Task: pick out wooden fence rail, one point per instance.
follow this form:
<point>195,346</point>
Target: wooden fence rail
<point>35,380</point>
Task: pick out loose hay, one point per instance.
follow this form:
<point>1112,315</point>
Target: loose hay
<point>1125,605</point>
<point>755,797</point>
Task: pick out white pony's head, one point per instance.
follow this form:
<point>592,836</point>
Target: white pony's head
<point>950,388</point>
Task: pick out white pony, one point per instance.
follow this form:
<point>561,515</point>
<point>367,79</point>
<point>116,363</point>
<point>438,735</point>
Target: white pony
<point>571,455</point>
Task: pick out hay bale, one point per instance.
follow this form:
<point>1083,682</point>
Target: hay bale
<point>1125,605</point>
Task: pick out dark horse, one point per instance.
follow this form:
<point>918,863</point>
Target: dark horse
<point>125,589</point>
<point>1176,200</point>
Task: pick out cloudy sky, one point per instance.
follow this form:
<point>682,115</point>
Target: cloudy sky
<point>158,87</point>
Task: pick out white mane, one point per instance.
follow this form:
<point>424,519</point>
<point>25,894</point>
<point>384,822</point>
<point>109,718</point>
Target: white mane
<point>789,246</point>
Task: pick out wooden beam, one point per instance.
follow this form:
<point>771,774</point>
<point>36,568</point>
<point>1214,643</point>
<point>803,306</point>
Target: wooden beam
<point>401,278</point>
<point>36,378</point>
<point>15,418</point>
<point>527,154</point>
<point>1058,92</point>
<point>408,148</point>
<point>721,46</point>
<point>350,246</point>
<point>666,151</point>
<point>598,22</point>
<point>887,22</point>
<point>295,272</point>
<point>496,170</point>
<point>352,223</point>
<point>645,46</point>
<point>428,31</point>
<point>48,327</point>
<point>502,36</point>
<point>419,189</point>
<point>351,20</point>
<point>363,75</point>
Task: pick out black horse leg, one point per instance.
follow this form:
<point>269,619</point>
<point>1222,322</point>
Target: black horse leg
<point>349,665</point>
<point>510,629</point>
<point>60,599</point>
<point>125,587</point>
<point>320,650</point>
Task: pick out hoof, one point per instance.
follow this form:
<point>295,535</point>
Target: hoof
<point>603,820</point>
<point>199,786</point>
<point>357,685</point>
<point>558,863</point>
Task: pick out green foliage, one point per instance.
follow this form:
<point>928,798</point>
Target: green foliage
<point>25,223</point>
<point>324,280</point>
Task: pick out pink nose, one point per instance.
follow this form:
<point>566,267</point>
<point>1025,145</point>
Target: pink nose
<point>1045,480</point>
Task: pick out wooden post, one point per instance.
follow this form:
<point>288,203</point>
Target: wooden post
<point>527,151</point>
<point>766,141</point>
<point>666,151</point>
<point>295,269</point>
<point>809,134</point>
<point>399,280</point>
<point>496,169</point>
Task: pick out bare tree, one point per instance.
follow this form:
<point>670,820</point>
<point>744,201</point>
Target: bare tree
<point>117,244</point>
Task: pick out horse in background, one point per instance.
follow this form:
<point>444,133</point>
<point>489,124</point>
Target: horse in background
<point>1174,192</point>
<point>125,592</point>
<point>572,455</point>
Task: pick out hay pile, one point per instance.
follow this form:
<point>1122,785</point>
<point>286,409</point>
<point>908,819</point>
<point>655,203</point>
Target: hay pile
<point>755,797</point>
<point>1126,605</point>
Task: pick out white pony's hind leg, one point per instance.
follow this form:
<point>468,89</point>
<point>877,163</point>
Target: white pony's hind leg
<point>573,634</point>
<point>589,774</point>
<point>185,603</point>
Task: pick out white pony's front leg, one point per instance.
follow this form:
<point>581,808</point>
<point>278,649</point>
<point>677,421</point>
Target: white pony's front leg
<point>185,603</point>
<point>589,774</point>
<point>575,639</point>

□ □ □

* _Prompt_: Please restate the records in full, word for word.

* _Written solution_:
Task: pick out wooden fence rail, one point per instance.
follow this form:
<point>195,346</point>
Target: wooden fence rail
<point>35,380</point>
Task: pick out loose hay, one point per instance.
follow this form:
<point>1112,315</point>
Target: loose hay
<point>1125,605</point>
<point>755,797</point>
Task: pick out white pony's head, one point per instance.
follow this form:
<point>592,836</point>
Target: white pony's head
<point>950,388</point>
Task: pick out white pony, one point per instance.
follow this form:
<point>561,515</point>
<point>367,79</point>
<point>116,363</point>
<point>438,735</point>
Target: white pony
<point>571,455</point>
Task: pick out hay bale, one point per instance.
follow this form:
<point>1083,682</point>
Target: hay bale
<point>1125,605</point>
Task: pick out dark horse, one point per instance.
follow this form:
<point>918,863</point>
Target: dark horse
<point>125,589</point>
<point>1176,200</point>
Task: pick out cloudy sky, one point per instance.
follow this form:
<point>682,115</point>
Target: cloudy sky
<point>158,87</point>
Task: pick out white mane, one point per instance.
follow this form:
<point>424,519</point>
<point>25,894</point>
<point>384,822</point>
<point>109,718</point>
Target: white mane
<point>789,246</point>
Task: pick out wooden beam, one point per instance.
follow this form:
<point>771,774</point>
<point>36,568</point>
<point>1214,643</point>
<point>803,306</point>
Target: wooden beam
<point>401,278</point>
<point>36,378</point>
<point>15,418</point>
<point>527,154</point>
<point>1058,92</point>
<point>408,148</point>
<point>721,46</point>
<point>350,246</point>
<point>666,151</point>
<point>598,22</point>
<point>887,22</point>
<point>295,272</point>
<point>496,170</point>
<point>352,223</point>
<point>645,46</point>
<point>428,31</point>
<point>48,327</point>
<point>502,36</point>
<point>419,189</point>
<point>351,20</point>
<point>363,75</point>
Task: pick out black horse leg, one point per instance.
follow this form:
<point>269,619</point>
<point>1222,322</point>
Target: black horse leg
<point>349,665</point>
<point>510,629</point>
<point>60,599</point>
<point>125,587</point>
<point>320,650</point>
Task: pick out hoof, one point per instance.
follow this form:
<point>295,535</point>
Target: hoof
<point>603,820</point>
<point>199,786</point>
<point>357,685</point>
<point>558,863</point>
Task: pick out green foliage, one point per instance.
follow this form:
<point>928,798</point>
Target: green foliage
<point>25,223</point>
<point>324,280</point>
Task: pick out pink nose, one point per instance.
follow this form:
<point>566,267</point>
<point>1025,145</point>
Target: pink nose
<point>1045,480</point>
Task: pick out wooden post, one point per instance.
follow this form:
<point>288,203</point>
Target: wooden post
<point>527,151</point>
<point>766,141</point>
<point>666,151</point>
<point>295,269</point>
<point>809,134</point>
<point>399,280</point>
<point>496,169</point>
Task: pick out bare tree, one point per instance.
follow this form:
<point>670,820</point>
<point>744,201</point>
Target: bare tree
<point>117,244</point>
Task: pick out horse in background, one point per instance.
follow this form:
<point>444,133</point>
<point>489,124</point>
Target: horse in background
<point>1174,192</point>
<point>125,592</point>
<point>572,455</point>
Task: pick out hay pile, one point per instance.
follow this form:
<point>1122,785</point>
<point>286,409</point>
<point>908,819</point>
<point>655,203</point>
Target: hay pile
<point>755,797</point>
<point>1126,605</point>
Task: pick out white pony's hind leg, one point per instance.
follow this form:
<point>468,89</point>
<point>877,163</point>
Target: white pony's hind leg
<point>573,634</point>
<point>589,774</point>
<point>185,603</point>
Task: pick out white pony's front leg, one point per instance.
follow this form:
<point>581,808</point>
<point>278,649</point>
<point>677,421</point>
Target: white pony's front leg
<point>185,603</point>
<point>589,774</point>
<point>575,639</point>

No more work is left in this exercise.